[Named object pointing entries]
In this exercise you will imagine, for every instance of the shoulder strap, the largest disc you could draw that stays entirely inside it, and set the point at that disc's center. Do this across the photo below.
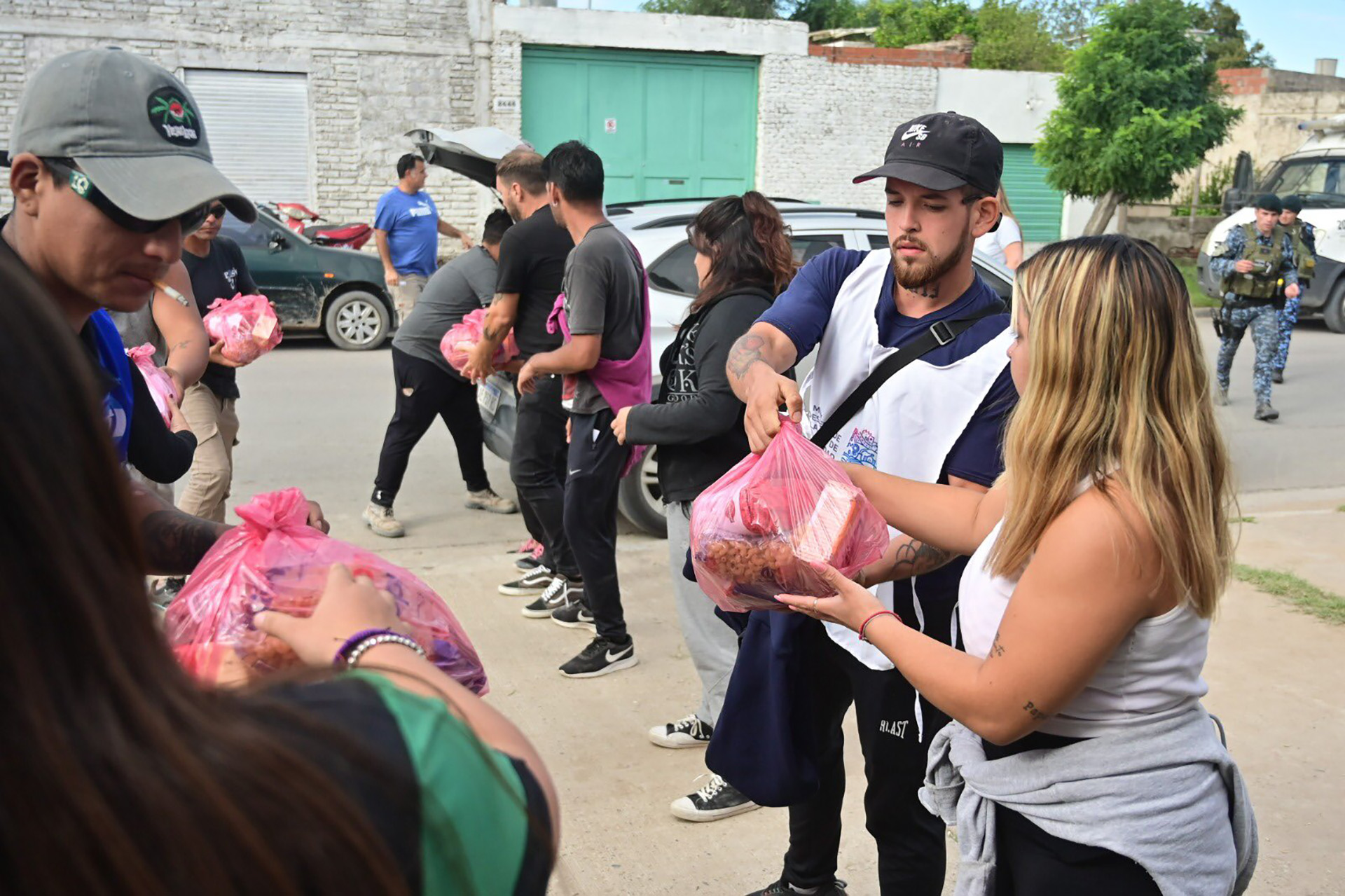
(939, 334)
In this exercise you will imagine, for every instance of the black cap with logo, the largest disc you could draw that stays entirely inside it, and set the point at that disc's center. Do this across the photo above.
(942, 151)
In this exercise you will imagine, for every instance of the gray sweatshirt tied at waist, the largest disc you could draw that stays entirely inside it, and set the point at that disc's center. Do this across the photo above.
(1166, 795)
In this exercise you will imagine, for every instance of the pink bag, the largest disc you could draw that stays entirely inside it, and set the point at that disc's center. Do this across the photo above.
(160, 385)
(276, 560)
(245, 326)
(757, 529)
(463, 337)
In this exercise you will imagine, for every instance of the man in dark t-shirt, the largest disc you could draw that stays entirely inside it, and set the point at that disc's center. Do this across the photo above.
(428, 387)
(219, 270)
(532, 266)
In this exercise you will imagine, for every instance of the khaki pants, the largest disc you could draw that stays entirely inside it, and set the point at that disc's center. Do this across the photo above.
(405, 294)
(216, 424)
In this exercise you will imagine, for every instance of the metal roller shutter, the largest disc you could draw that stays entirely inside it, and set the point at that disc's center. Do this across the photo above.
(257, 124)
(1036, 206)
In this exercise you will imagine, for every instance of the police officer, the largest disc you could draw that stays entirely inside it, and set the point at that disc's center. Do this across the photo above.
(1255, 259)
(1305, 253)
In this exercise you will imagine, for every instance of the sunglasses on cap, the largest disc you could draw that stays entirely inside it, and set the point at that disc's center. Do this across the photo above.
(80, 184)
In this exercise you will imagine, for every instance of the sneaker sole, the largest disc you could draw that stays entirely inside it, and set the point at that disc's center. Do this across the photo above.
(693, 815)
(611, 668)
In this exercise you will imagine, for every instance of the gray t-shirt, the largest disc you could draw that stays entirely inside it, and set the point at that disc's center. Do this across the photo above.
(605, 287)
(456, 289)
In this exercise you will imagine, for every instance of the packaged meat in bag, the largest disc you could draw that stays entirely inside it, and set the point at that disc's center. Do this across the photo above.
(276, 561)
(245, 327)
(162, 388)
(462, 338)
(757, 532)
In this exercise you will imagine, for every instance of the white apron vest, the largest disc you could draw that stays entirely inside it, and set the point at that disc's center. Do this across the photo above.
(909, 425)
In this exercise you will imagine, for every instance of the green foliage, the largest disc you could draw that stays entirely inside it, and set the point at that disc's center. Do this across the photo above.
(1229, 46)
(1138, 104)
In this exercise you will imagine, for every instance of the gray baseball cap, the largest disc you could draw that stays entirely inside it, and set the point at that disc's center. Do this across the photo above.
(131, 127)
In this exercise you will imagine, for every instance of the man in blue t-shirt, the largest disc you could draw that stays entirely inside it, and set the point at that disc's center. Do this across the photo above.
(406, 228)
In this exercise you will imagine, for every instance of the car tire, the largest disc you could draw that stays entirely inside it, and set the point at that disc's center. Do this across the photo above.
(640, 499)
(1334, 308)
(357, 321)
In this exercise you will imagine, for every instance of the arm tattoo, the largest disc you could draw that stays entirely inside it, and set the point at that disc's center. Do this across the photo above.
(175, 541)
(745, 353)
(915, 558)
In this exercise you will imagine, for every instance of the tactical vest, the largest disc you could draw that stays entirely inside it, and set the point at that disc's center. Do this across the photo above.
(1305, 259)
(1263, 282)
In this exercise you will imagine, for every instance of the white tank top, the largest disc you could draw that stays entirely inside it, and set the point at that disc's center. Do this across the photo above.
(1153, 675)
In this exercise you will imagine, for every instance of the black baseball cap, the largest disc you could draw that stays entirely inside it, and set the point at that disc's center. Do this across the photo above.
(943, 151)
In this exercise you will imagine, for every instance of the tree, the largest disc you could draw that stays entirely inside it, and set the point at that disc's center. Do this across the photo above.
(1138, 104)
(1229, 46)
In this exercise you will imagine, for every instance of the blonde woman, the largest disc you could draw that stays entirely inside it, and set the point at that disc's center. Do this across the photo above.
(1080, 758)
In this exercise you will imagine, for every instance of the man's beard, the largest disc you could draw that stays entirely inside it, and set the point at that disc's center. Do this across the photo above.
(913, 275)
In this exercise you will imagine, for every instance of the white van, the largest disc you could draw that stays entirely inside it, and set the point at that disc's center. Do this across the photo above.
(1316, 174)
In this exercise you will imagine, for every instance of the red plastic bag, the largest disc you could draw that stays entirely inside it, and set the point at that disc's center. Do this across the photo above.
(162, 388)
(245, 326)
(463, 337)
(276, 560)
(757, 529)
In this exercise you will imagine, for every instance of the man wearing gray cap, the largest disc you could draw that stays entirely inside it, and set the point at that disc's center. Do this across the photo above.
(111, 169)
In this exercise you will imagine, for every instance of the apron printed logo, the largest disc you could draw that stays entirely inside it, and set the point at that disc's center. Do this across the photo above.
(174, 118)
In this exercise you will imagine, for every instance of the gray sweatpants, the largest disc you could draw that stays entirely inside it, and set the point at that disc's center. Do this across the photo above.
(712, 643)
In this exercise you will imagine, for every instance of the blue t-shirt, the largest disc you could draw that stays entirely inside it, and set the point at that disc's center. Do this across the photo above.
(412, 226)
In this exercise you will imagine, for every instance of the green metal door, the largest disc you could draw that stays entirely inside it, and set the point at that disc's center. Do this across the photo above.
(666, 124)
(1036, 206)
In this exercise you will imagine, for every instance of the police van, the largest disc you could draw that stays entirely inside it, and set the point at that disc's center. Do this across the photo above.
(1316, 174)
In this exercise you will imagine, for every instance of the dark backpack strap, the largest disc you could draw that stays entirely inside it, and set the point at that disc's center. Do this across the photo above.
(939, 334)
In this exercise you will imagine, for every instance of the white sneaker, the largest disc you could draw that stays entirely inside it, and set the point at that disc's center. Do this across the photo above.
(382, 521)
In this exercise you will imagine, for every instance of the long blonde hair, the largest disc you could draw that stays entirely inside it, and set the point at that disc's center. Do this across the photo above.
(1117, 390)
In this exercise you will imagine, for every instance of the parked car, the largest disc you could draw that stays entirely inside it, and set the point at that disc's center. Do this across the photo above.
(317, 289)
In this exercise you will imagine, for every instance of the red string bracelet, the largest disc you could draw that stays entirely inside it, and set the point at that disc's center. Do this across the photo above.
(881, 612)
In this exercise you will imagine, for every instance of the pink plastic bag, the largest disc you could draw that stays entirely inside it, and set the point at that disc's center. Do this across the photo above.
(276, 560)
(162, 388)
(757, 529)
(463, 337)
(245, 326)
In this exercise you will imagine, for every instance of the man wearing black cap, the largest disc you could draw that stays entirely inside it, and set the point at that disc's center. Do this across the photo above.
(111, 169)
(1305, 253)
(938, 419)
(1258, 256)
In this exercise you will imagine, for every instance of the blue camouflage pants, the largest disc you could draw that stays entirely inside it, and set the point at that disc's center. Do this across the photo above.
(1288, 318)
(1263, 321)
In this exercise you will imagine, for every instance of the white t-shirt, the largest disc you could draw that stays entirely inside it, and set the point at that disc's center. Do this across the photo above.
(993, 244)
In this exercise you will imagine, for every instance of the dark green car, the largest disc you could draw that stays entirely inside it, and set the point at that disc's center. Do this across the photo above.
(317, 288)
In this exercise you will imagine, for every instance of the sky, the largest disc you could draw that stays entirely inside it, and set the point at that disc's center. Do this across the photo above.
(1295, 32)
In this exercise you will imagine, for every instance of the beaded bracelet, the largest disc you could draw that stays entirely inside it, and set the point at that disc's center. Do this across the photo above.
(874, 615)
(364, 641)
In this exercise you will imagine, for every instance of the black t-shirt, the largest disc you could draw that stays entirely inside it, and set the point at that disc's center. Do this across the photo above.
(532, 264)
(219, 275)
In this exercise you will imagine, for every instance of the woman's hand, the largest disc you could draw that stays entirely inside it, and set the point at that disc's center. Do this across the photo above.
(850, 606)
(347, 606)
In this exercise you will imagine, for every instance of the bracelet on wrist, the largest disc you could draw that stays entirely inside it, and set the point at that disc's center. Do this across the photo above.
(357, 645)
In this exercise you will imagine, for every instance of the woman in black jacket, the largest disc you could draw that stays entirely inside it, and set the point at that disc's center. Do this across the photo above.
(744, 260)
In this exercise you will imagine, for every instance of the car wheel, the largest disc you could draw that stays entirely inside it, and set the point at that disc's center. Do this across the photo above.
(357, 322)
(640, 498)
(1334, 308)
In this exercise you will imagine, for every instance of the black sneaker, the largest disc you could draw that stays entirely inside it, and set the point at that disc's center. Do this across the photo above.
(780, 888)
(532, 583)
(600, 659)
(717, 799)
(556, 596)
(682, 733)
(574, 614)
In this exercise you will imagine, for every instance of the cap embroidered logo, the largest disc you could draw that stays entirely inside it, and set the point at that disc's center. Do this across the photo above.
(174, 118)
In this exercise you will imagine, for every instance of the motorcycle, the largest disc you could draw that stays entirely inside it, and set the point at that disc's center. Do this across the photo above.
(298, 217)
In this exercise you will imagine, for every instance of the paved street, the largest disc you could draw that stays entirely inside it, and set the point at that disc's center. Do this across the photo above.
(314, 418)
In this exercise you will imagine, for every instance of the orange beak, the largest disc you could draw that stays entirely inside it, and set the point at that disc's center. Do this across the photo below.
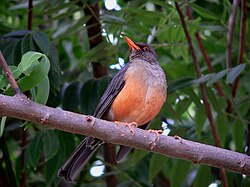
(131, 44)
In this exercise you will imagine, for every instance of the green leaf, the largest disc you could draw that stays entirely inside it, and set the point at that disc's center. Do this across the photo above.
(179, 172)
(27, 44)
(38, 74)
(43, 90)
(50, 144)
(4, 81)
(2, 125)
(203, 176)
(29, 62)
(203, 79)
(235, 72)
(204, 12)
(182, 106)
(34, 151)
(42, 41)
(157, 162)
(238, 135)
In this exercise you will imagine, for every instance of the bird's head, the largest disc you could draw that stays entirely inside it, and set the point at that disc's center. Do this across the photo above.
(141, 50)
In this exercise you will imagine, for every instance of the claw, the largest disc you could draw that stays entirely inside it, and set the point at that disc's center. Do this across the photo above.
(157, 132)
(131, 125)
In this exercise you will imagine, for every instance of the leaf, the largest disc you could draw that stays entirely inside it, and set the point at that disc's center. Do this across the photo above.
(38, 74)
(29, 61)
(50, 144)
(204, 12)
(235, 72)
(2, 125)
(43, 89)
(34, 151)
(27, 44)
(203, 176)
(182, 106)
(203, 79)
(157, 162)
(238, 135)
(179, 172)
(42, 41)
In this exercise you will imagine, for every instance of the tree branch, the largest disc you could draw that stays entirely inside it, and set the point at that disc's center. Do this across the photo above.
(23, 108)
(204, 53)
(242, 43)
(230, 33)
(203, 90)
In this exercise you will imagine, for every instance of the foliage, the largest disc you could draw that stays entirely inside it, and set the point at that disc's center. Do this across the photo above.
(52, 66)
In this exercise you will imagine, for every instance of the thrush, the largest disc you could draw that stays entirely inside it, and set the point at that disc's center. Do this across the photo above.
(134, 96)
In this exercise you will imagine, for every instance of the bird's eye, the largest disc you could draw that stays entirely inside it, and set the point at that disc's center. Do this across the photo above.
(145, 48)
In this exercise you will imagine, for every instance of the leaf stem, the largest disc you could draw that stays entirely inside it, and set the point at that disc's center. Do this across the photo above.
(203, 90)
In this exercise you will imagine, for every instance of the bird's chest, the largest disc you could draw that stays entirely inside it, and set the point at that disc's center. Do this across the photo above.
(141, 98)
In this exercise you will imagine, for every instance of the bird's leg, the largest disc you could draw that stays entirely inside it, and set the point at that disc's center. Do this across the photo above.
(131, 125)
(157, 132)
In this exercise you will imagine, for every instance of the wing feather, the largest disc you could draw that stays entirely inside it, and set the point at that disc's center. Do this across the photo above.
(113, 89)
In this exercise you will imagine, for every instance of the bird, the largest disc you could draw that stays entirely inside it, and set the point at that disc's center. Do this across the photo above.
(134, 96)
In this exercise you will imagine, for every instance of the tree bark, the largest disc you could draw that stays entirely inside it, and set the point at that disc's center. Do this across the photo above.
(21, 108)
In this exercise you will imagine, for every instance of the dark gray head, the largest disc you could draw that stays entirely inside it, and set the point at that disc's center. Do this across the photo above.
(142, 51)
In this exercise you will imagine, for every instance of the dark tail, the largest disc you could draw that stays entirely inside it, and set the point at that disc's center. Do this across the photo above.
(80, 156)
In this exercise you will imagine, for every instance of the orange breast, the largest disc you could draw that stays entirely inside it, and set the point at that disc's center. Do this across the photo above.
(137, 101)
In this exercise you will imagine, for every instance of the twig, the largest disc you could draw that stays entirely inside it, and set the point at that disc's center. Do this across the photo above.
(23, 145)
(109, 155)
(9, 75)
(204, 53)
(230, 33)
(30, 12)
(203, 90)
(166, 145)
(8, 165)
(242, 43)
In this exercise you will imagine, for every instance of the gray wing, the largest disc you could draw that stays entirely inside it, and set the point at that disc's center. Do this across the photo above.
(72, 167)
(113, 89)
(124, 151)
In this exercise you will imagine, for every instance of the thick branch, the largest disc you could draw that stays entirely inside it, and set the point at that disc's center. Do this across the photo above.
(26, 109)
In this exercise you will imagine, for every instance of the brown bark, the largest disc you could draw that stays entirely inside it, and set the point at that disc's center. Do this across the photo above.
(176, 147)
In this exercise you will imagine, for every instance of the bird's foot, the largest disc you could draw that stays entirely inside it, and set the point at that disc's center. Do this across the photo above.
(131, 125)
(157, 132)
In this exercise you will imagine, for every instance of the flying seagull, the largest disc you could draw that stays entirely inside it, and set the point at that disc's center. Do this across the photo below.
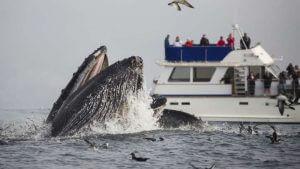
(176, 3)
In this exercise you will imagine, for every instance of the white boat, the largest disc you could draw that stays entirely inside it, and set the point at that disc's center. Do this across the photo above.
(192, 83)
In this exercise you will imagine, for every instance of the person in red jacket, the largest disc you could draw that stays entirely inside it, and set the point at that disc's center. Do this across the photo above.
(221, 42)
(230, 41)
(188, 43)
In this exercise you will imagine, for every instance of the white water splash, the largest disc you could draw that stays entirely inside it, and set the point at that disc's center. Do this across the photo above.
(138, 116)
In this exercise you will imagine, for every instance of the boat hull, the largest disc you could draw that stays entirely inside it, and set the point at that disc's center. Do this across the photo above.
(234, 109)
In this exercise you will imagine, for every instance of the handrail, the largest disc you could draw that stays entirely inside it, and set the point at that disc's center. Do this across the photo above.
(196, 53)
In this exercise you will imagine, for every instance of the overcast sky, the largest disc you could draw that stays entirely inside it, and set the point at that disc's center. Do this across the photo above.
(43, 42)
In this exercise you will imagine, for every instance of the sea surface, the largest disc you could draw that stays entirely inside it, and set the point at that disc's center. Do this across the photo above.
(220, 145)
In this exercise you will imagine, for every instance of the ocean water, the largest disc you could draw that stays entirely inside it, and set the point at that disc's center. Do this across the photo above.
(222, 145)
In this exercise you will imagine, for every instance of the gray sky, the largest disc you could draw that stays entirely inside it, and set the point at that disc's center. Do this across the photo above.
(43, 42)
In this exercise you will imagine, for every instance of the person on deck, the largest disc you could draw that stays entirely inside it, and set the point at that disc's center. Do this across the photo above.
(221, 42)
(204, 41)
(267, 83)
(245, 42)
(177, 42)
(230, 41)
(251, 83)
(282, 82)
(188, 43)
(297, 70)
(167, 41)
(290, 69)
(295, 82)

TASK OBJECTIVE: Return every line from the one holding "the handrail, the" through the end of the data, exactly as it appears, with both ends kept and nothing else.

THE ANSWER:
In this exercise you will imagine, for every instance of the handrail, the largest disc you could draw that stays entirely inside it, and set the point at that disc's center. Do this across the photo above.
(196, 53)
In this exercise you will imagine, for every instance of the overcast sky, the largest disc you could draw that stays entirely inside it, and set the point at that disc's center. Do this across the photo above.
(43, 42)
In this exercise you will imagine, for every instance of the sea surface, the largest disc you could draw that stays entirely inside it, and set the point at that disc's center. Do this across the photo above.
(220, 145)
In this exercise you will imagine, for every instance of the ocean water, the largest disc you could draw that stays entirely inside it, and set the point at that disc's center. Do this across the photo above.
(222, 145)
In this exercise you will imagine, for every instance of the gray sky, the largest disc you could draw that stays entirely inside it, and set the point at that disc's center. Do this across the photo above.
(43, 42)
In this exercise you will imagine, for every instance of the person on deck, the largest disc you could draw that stays entirely inside it, and set the point at that disc's center. Do this across the photo above.
(221, 42)
(204, 41)
(267, 83)
(245, 42)
(177, 42)
(230, 41)
(251, 83)
(282, 82)
(188, 43)
(297, 70)
(167, 41)
(290, 69)
(295, 82)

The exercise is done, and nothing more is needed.